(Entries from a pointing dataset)
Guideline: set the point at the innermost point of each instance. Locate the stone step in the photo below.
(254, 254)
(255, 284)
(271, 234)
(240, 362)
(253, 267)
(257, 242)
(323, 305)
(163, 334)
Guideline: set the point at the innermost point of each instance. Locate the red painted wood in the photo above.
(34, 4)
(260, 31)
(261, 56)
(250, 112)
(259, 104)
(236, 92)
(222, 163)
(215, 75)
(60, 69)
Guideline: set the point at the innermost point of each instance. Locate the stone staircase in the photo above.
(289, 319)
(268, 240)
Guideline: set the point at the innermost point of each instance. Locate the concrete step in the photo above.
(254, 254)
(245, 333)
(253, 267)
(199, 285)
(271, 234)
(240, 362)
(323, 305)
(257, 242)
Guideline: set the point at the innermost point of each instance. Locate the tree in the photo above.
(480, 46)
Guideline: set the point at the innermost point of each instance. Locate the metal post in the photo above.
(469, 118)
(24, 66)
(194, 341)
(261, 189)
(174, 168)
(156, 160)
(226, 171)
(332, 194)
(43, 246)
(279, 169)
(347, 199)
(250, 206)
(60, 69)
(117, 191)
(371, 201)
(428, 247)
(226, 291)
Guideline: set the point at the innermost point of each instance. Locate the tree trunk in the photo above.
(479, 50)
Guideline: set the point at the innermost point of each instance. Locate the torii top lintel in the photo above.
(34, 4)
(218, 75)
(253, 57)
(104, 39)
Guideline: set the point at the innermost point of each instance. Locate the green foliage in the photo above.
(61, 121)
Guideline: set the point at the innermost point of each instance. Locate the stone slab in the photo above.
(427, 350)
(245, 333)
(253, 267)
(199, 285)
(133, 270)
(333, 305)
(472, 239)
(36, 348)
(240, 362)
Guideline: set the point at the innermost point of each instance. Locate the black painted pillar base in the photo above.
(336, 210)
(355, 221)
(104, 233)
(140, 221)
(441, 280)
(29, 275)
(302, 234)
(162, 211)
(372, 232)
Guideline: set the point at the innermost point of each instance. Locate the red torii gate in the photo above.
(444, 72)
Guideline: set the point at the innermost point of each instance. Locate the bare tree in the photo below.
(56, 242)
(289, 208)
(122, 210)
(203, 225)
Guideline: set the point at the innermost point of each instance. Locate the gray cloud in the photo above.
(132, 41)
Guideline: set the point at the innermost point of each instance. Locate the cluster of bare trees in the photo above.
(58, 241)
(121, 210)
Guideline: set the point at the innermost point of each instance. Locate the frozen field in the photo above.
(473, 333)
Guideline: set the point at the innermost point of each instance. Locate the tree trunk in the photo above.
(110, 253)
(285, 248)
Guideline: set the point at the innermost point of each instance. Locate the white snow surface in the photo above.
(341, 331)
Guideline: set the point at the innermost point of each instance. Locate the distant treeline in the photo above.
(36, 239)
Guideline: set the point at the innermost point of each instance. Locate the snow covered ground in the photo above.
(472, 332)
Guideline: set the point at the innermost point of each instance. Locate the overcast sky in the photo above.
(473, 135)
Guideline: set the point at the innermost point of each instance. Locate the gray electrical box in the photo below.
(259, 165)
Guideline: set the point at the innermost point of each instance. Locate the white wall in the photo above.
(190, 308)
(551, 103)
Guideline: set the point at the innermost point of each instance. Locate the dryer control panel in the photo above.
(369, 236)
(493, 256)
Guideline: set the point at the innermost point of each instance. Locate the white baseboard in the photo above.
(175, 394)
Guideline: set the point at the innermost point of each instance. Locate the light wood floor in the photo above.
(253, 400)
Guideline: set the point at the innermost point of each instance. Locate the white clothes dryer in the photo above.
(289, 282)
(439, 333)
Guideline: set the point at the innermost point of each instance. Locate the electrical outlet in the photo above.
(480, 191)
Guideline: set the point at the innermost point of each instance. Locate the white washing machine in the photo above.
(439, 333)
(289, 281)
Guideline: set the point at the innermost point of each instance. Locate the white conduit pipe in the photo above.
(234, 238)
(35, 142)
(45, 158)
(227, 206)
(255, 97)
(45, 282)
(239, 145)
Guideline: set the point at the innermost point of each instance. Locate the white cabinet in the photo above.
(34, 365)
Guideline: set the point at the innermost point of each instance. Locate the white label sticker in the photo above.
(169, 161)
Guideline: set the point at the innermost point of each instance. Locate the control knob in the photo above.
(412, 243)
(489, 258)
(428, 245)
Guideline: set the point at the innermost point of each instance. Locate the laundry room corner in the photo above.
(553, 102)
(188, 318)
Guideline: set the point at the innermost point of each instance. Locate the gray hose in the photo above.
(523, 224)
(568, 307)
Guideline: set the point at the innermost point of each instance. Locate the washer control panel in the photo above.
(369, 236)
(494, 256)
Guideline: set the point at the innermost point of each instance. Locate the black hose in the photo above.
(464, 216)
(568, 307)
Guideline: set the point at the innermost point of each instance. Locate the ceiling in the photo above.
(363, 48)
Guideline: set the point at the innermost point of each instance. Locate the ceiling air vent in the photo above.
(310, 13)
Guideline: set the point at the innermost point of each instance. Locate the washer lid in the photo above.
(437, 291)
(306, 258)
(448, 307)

---

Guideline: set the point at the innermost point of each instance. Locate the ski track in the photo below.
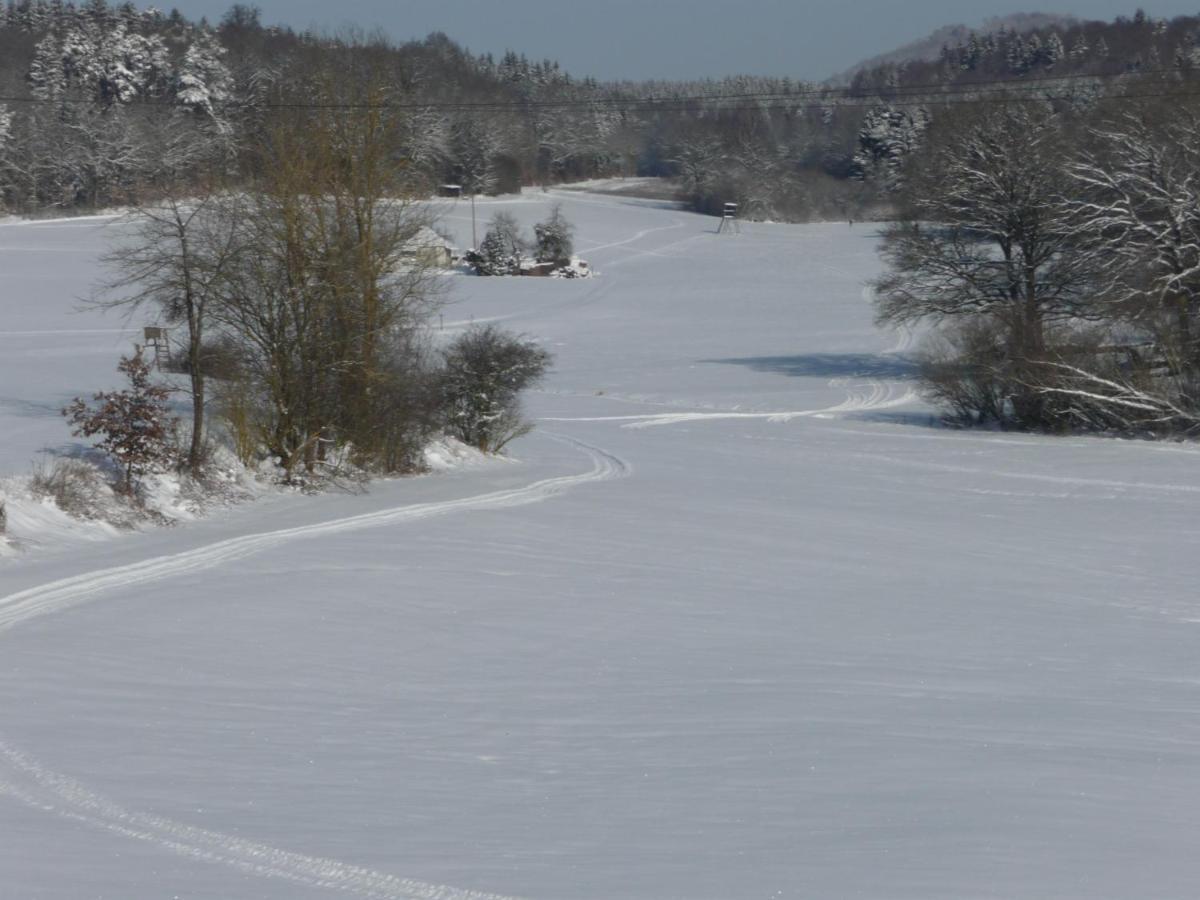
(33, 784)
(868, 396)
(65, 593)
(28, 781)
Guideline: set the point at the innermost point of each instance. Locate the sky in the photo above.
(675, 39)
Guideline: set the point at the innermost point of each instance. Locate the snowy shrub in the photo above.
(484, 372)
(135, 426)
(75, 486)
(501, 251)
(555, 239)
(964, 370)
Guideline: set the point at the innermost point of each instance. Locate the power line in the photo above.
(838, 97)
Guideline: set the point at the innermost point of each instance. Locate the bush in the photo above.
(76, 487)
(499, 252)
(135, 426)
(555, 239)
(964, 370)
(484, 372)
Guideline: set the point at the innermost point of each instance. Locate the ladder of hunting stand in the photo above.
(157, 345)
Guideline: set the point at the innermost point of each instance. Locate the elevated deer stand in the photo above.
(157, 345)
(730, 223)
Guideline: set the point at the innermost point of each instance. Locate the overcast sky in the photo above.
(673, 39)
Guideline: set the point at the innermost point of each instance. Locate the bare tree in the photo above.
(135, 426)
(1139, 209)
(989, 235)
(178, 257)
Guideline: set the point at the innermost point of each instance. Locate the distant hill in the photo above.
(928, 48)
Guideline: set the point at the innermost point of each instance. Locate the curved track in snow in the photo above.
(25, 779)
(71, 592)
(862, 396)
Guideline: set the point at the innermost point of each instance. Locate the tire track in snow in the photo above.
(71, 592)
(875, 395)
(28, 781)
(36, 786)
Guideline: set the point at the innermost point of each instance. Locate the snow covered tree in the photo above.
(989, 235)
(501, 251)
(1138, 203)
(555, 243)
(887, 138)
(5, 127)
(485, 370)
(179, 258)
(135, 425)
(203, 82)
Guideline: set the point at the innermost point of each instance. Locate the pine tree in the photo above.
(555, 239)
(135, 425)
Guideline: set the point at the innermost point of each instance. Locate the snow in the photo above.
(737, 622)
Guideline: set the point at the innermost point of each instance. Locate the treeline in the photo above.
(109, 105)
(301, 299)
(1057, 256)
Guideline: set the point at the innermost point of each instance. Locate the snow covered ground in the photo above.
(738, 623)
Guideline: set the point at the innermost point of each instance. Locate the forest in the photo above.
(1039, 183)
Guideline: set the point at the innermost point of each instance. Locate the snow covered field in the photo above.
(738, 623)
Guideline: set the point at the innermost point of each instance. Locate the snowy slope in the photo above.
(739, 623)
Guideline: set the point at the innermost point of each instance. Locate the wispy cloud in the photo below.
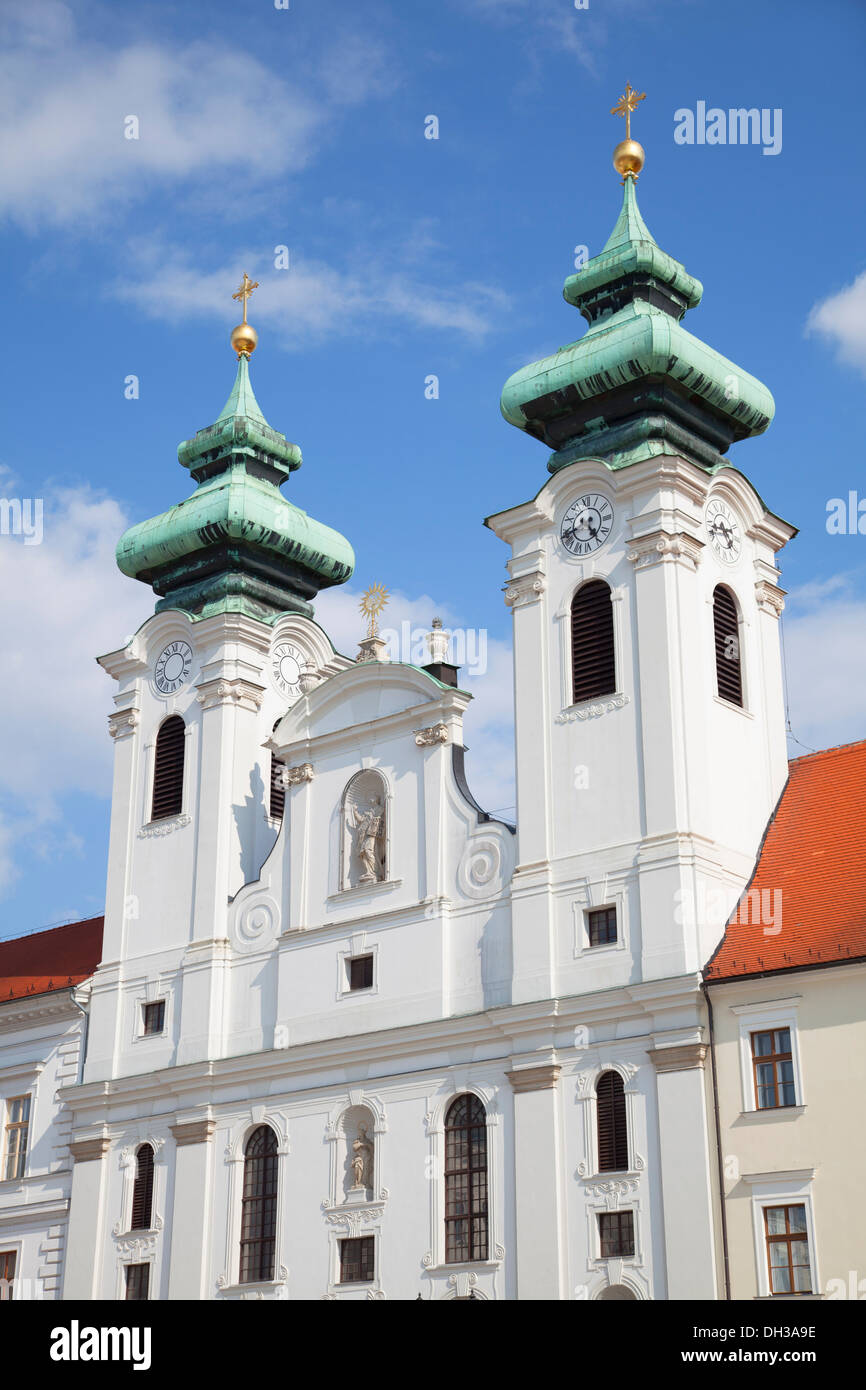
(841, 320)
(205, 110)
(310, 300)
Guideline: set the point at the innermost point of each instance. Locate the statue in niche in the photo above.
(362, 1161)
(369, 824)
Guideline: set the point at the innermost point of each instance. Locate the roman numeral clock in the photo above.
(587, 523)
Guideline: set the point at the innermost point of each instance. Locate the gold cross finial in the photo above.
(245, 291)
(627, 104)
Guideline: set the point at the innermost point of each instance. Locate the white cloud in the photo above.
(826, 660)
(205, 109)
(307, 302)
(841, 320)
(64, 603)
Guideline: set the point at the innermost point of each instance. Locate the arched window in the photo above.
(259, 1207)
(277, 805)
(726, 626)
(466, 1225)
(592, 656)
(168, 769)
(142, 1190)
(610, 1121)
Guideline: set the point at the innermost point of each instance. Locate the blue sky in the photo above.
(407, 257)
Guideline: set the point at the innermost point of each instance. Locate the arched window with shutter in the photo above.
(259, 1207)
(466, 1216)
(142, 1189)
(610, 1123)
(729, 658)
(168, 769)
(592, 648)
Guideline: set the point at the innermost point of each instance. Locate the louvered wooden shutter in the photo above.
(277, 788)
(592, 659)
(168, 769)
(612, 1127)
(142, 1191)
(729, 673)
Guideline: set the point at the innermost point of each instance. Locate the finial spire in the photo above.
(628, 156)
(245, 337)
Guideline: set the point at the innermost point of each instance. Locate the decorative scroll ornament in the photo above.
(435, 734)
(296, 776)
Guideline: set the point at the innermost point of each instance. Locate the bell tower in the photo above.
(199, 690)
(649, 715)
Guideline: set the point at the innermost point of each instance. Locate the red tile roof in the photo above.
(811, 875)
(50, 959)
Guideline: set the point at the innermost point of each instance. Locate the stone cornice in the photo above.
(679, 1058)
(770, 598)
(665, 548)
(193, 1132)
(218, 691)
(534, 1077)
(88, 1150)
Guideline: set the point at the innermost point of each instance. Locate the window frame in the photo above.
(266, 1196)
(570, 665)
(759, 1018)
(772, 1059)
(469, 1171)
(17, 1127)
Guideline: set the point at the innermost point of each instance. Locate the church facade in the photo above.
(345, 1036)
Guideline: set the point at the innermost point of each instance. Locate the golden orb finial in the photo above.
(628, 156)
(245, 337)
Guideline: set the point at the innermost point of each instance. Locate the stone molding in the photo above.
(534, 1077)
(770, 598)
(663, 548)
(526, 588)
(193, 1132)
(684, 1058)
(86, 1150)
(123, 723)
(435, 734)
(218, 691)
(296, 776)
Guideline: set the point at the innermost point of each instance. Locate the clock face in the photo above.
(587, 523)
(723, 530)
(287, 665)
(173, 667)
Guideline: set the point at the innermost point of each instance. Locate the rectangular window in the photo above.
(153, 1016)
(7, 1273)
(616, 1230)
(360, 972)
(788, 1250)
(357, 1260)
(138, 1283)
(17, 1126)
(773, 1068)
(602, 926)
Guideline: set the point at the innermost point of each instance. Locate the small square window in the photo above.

---

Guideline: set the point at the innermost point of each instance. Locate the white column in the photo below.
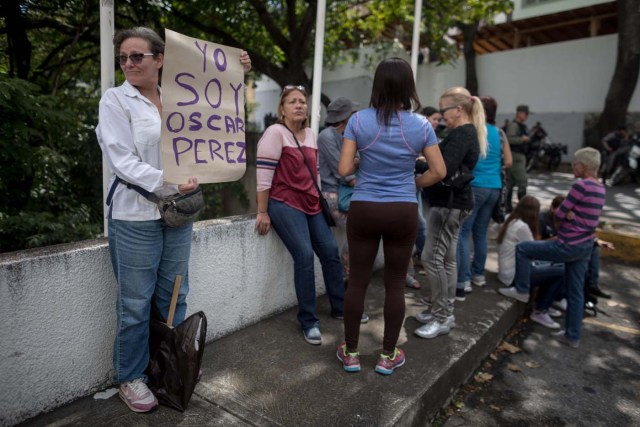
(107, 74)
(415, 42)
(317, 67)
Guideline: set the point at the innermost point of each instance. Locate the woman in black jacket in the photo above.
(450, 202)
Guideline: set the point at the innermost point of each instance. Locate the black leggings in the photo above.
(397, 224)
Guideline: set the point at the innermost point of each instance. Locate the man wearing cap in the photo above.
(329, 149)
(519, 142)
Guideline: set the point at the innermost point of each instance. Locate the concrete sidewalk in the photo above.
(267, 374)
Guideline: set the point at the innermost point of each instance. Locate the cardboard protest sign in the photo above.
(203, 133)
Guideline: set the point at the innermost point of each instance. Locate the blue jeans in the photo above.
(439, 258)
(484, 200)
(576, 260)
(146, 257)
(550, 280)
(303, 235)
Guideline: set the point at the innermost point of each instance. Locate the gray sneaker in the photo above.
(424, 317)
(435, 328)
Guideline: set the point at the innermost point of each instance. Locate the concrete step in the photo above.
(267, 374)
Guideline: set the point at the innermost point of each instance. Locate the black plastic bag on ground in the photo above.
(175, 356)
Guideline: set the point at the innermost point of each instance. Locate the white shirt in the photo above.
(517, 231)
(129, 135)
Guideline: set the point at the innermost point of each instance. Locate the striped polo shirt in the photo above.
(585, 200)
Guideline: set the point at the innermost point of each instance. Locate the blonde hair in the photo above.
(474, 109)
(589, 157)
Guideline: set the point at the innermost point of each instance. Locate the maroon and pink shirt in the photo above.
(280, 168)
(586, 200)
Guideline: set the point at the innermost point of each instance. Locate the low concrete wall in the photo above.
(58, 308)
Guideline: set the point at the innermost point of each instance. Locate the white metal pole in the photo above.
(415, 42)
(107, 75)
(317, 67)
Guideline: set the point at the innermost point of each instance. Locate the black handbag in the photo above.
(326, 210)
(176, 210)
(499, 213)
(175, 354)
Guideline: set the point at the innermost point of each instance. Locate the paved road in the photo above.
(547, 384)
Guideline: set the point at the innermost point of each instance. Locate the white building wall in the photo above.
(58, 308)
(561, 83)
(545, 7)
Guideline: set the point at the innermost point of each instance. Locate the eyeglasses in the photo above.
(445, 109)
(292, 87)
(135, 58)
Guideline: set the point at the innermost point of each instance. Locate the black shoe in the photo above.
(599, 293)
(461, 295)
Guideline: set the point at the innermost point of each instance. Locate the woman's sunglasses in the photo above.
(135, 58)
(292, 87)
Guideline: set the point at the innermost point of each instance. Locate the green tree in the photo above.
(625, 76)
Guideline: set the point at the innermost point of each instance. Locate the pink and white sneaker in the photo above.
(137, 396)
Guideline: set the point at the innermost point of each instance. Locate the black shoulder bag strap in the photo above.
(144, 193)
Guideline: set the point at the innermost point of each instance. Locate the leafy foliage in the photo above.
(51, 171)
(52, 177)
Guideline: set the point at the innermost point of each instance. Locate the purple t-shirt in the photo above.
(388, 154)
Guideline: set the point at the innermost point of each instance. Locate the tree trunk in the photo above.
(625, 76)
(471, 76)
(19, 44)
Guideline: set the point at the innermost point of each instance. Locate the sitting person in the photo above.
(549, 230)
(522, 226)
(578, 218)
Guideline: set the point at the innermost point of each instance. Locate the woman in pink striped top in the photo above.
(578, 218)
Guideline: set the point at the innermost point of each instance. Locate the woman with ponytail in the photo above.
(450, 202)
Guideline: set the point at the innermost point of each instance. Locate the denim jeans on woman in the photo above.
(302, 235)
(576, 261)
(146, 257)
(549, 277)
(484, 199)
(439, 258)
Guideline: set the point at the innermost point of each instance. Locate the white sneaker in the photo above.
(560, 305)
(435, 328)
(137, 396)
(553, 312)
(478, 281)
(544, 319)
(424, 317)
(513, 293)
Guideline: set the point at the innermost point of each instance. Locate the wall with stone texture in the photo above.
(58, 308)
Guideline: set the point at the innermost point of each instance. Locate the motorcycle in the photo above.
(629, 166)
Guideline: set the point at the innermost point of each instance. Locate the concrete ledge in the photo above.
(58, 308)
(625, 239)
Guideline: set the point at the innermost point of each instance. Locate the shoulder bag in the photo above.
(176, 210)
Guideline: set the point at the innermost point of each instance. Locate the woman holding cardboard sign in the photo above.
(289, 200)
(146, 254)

EXERCISE DESCRIPTION: Count the lines in the rows above that contain the word "blue", and give only the number.

ANSWER TO THE EXERCISE: 2